> Your objective
Reproduce everything from the start of the entries down through the line containing "165;39;489;538", changing "brown dog" to "black dog" and leaving all other text the same. Omit the pictures.

◆ ◆ ◆

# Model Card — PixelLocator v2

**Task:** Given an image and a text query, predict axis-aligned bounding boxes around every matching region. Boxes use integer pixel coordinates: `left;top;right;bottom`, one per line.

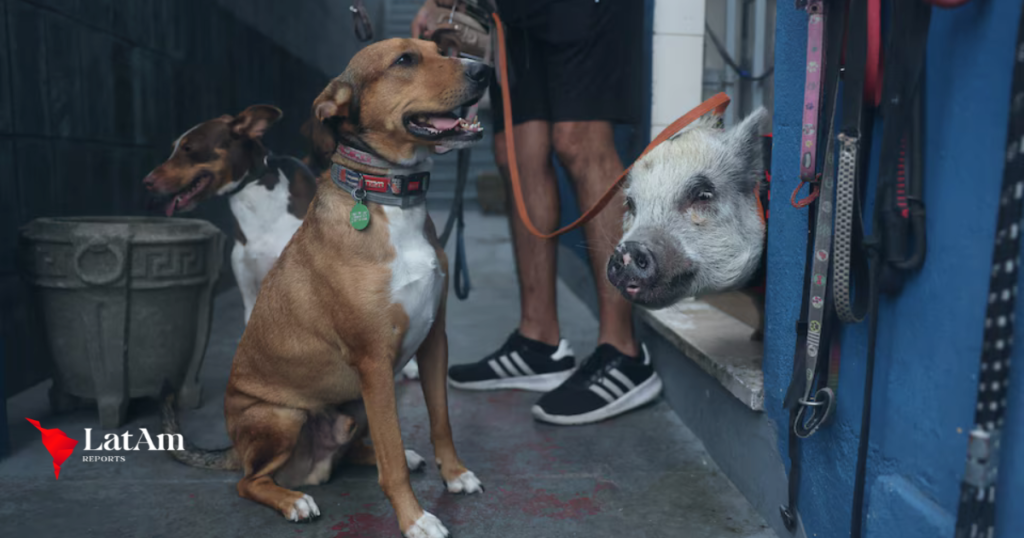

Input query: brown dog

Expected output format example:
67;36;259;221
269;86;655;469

165;39;489;538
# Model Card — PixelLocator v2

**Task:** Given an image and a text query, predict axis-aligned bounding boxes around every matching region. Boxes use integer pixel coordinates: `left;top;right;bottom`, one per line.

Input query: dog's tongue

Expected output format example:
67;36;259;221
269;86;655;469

430;116;459;131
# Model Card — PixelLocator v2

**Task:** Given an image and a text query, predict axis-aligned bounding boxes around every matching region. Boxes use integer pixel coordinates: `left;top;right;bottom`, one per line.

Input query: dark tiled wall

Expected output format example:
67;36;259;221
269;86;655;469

0;0;331;397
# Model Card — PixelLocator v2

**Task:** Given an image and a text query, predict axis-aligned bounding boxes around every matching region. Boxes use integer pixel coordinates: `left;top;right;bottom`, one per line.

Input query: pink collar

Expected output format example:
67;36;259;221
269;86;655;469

335;143;421;175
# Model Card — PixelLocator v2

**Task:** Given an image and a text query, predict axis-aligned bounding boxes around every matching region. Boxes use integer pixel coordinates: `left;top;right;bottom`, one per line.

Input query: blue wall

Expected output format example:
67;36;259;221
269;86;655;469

764;0;1024;538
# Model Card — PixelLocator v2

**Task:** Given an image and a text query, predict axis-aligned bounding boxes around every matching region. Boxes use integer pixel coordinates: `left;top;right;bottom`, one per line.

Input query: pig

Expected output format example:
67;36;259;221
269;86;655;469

607;108;768;327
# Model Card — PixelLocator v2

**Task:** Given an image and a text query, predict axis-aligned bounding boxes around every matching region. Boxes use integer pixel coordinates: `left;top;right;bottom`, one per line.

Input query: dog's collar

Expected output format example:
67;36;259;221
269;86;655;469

335;143;423;175
331;163;430;209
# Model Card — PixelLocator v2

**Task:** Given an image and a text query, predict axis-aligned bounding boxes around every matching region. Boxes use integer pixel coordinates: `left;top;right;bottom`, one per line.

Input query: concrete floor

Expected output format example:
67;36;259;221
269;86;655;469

0;212;775;538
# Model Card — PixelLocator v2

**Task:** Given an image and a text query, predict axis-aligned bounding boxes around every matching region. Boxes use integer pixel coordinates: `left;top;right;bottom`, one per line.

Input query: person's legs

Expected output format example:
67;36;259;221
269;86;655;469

552;121;638;357
449;18;575;392
495;120;559;345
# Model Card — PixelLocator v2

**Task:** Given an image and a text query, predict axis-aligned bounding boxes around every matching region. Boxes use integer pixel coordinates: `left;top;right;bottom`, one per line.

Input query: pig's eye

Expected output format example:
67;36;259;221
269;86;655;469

685;175;715;204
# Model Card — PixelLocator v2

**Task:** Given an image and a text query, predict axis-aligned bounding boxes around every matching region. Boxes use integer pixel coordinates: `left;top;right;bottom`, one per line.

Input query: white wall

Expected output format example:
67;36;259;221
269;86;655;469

651;0;705;138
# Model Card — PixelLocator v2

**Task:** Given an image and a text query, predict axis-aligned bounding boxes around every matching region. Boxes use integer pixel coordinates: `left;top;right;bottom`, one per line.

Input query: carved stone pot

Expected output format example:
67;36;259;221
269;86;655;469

19;217;224;428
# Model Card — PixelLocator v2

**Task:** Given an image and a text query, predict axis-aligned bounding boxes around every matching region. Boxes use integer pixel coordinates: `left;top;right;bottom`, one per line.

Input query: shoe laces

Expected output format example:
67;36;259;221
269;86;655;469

568;344;620;386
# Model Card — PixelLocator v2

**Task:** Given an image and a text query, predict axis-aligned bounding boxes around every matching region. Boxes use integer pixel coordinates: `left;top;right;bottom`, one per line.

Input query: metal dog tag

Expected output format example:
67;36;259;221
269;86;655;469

348;200;370;231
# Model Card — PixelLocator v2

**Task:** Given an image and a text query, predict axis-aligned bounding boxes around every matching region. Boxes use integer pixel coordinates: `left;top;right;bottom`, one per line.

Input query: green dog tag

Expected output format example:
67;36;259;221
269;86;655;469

348;202;370;230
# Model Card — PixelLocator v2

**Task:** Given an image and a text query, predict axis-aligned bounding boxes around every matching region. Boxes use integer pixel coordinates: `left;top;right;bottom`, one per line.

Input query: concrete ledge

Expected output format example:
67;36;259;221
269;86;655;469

558;246;765;411
639;299;765;411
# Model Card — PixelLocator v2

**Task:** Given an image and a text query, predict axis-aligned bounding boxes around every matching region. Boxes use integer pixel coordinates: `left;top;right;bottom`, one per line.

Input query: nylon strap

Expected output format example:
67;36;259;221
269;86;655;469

790;0;825;209
850;2;932;538
493;13;733;239
831;0;879;323
955;6;1024;538
779;0;846;532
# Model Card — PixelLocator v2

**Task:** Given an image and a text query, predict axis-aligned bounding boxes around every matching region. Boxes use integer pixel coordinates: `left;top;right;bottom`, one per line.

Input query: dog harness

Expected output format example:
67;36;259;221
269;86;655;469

331;143;430;209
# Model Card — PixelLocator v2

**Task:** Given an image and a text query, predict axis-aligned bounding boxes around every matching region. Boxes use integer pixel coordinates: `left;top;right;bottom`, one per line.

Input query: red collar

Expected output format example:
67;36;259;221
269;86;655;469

331;163;430;208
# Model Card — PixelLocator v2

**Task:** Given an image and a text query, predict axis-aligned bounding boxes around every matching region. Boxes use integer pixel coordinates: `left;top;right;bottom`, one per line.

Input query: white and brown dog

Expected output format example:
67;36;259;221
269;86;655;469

142;105;316;323
165;39;490;538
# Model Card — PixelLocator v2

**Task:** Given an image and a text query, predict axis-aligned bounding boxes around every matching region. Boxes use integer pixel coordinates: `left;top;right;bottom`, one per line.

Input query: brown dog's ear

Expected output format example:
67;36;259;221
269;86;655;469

231;105;285;139
313;79;353;121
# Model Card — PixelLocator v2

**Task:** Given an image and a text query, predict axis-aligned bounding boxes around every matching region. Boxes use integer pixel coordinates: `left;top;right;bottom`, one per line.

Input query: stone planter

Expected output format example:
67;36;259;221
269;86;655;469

20;217;224;428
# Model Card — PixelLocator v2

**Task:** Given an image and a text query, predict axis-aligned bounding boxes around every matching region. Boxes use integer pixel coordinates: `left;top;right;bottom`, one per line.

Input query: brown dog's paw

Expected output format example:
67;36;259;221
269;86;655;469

444;470;483;494
406;450;427;472
401;510;451;538
285;495;319;523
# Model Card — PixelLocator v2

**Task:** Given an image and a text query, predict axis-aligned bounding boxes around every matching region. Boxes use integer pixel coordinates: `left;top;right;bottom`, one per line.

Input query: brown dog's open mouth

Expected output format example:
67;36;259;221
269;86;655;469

164;172;213;216
406;113;483;140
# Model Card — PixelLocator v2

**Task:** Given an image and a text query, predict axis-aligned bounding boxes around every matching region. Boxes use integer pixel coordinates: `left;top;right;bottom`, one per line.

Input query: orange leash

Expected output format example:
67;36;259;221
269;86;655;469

493;13;729;239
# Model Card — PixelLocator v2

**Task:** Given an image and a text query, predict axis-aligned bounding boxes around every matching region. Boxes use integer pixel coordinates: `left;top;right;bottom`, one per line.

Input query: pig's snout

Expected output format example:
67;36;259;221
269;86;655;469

608;241;657;297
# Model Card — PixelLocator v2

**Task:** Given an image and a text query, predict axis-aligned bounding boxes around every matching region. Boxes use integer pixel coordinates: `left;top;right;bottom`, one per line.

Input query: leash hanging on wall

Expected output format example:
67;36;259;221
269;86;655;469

781;0;931;538
779;0;847;531
955;4;1024;538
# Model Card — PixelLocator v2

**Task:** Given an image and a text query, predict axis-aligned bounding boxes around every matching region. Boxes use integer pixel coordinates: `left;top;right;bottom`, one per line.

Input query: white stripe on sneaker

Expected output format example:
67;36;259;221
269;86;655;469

590;385;615;404
608;368;637;391
601;377;626;398
498;355;522;377
509;351;537;375
487;359;509;379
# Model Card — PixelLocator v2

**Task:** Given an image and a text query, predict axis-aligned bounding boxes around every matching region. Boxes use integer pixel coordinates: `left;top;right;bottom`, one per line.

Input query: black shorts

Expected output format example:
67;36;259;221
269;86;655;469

490;0;644;132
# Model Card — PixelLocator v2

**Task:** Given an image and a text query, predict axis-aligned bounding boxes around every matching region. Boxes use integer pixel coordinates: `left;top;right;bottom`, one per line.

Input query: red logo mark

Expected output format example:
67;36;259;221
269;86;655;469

26;418;78;480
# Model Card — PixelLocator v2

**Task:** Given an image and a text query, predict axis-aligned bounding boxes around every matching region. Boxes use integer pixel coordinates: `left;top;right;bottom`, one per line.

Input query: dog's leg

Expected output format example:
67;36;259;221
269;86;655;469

359;359;449;538
231;405;319;522
416;299;483;493
345;440;427;472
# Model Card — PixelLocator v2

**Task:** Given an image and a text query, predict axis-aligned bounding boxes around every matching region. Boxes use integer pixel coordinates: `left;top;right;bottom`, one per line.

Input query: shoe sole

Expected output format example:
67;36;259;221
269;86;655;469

447;368;575;392
530;374;662;426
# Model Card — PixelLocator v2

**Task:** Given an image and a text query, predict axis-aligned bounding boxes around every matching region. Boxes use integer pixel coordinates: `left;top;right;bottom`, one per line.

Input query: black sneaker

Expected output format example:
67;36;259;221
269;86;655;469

449;331;575;392
532;343;662;425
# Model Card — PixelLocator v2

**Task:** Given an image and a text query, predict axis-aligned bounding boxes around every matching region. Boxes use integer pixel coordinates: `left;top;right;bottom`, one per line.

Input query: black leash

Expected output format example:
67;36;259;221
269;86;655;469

850;1;932;538
954;5;1024;538
438;144;471;300
779;0;846;531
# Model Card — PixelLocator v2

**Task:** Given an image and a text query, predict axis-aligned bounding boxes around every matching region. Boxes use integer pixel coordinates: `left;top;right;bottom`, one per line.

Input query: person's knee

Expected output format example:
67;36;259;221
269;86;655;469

551;122;591;170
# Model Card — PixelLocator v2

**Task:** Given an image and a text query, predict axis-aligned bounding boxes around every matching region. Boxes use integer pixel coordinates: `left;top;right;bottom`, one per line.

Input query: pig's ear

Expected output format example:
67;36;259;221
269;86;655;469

726;107;769;189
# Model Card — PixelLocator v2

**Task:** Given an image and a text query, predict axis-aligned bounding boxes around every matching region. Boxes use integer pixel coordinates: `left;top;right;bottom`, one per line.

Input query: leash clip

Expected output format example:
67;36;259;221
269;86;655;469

790;174;821;209
352;174;367;204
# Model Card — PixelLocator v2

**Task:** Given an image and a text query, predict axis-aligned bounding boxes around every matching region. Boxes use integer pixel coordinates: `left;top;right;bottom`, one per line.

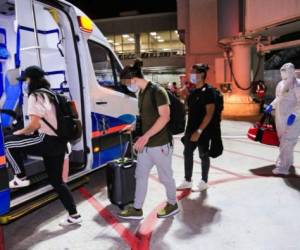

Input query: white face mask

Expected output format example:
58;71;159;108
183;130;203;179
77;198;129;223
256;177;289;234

22;81;29;94
127;83;139;93
280;70;288;80
190;73;197;84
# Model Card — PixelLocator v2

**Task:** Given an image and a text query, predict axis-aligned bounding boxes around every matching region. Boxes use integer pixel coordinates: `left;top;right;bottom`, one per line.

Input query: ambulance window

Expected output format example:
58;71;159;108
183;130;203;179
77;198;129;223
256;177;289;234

88;41;118;88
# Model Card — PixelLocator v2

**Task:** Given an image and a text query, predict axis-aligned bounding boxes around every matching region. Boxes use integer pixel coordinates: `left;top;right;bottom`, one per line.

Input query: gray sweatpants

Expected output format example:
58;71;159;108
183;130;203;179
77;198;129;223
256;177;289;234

134;144;176;209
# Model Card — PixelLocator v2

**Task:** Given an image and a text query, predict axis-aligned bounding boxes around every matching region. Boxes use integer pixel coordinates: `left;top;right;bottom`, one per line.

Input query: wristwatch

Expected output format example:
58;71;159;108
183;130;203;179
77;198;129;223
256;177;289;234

197;128;202;135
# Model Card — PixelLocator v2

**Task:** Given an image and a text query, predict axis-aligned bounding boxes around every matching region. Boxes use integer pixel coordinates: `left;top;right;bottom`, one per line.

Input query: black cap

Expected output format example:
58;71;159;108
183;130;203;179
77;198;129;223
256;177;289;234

193;63;209;73
17;66;45;81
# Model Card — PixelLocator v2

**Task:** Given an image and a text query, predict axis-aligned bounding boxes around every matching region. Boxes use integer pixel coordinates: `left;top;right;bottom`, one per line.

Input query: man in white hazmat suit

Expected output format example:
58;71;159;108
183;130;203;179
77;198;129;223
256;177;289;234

265;63;300;175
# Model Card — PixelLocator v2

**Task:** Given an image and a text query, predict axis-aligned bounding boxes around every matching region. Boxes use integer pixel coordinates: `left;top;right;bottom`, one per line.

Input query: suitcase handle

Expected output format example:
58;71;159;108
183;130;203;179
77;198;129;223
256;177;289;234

119;131;134;161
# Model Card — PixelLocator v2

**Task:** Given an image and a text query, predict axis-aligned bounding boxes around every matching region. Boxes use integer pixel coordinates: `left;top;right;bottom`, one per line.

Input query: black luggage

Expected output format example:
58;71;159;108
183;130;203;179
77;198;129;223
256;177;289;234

106;134;136;209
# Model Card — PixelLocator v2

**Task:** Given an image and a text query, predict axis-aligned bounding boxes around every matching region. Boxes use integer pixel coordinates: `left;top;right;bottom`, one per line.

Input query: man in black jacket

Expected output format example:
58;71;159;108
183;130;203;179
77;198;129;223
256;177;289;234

177;64;216;191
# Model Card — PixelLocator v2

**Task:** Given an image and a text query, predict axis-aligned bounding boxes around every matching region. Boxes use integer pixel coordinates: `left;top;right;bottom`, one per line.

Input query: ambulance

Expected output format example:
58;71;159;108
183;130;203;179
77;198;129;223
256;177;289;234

0;0;138;223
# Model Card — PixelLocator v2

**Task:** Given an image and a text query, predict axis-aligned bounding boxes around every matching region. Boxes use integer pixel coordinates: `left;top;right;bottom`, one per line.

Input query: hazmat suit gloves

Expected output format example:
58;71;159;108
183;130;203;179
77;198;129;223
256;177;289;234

287;113;297;126
264;104;273;114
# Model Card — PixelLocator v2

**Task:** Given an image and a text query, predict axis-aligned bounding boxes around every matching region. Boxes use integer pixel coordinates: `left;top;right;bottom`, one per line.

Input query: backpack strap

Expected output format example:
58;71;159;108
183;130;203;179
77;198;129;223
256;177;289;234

150;84;174;147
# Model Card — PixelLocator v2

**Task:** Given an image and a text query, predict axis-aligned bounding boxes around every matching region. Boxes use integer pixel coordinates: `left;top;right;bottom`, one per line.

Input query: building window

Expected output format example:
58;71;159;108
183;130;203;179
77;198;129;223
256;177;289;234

140;30;185;55
107;30;185;59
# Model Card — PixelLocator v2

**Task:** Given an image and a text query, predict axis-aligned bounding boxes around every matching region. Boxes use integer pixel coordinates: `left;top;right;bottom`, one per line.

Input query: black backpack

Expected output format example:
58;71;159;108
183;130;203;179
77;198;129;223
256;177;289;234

208;85;224;121
151;84;186;135
208;85;224;158
35;89;82;142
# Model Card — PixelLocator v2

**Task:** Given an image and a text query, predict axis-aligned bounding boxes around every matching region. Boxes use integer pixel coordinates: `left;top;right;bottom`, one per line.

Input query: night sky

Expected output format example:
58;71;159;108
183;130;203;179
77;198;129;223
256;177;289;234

69;0;176;19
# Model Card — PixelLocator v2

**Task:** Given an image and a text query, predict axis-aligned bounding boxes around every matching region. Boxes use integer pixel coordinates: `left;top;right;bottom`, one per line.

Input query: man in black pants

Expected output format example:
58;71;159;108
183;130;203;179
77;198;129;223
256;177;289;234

177;64;216;191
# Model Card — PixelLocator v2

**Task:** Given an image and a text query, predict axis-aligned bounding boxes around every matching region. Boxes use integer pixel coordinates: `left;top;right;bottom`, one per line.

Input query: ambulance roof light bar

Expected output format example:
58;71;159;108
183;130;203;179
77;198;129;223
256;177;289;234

78;16;93;33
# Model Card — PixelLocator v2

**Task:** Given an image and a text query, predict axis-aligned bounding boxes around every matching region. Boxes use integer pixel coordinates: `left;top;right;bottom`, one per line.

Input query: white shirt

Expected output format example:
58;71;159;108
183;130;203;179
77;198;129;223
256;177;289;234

28;93;57;136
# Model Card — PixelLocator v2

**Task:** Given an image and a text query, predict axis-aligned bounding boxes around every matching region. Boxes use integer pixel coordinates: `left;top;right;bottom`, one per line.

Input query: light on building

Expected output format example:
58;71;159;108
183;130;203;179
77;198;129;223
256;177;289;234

78;16;93;33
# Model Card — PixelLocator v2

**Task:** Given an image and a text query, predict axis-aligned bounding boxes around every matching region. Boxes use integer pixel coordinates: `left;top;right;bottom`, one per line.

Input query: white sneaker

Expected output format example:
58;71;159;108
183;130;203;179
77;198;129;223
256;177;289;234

272;167;290;175
9;175;30;188
176;180;193;190
192;181;209;192
59;215;82;227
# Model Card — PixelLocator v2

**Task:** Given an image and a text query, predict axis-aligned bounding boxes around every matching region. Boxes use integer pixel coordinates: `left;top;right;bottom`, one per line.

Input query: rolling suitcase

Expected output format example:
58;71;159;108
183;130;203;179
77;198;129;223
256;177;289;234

106;134;136;209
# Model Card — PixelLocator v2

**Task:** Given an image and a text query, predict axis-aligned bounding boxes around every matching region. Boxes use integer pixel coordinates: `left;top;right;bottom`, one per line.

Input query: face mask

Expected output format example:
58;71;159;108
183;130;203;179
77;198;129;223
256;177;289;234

127;83;139;93
22;81;29;94
280;70;288;80
190;74;197;84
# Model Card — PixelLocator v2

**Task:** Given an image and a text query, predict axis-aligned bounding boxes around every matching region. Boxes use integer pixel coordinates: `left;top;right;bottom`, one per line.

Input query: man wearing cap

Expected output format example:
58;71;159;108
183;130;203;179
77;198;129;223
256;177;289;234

◆ ◆ ◆

> Final result
# Model Card — PixelLocator v2

**Task:** Given an image and a text query, predict axis-aligned bounding boxes around every matching region. Boxes use integer pixel coordinates: `left;top;right;bottom`, one per line.


Input query: black dog

Expected output format example:
67;36;259;221
269;86;655;469

165;39;489;538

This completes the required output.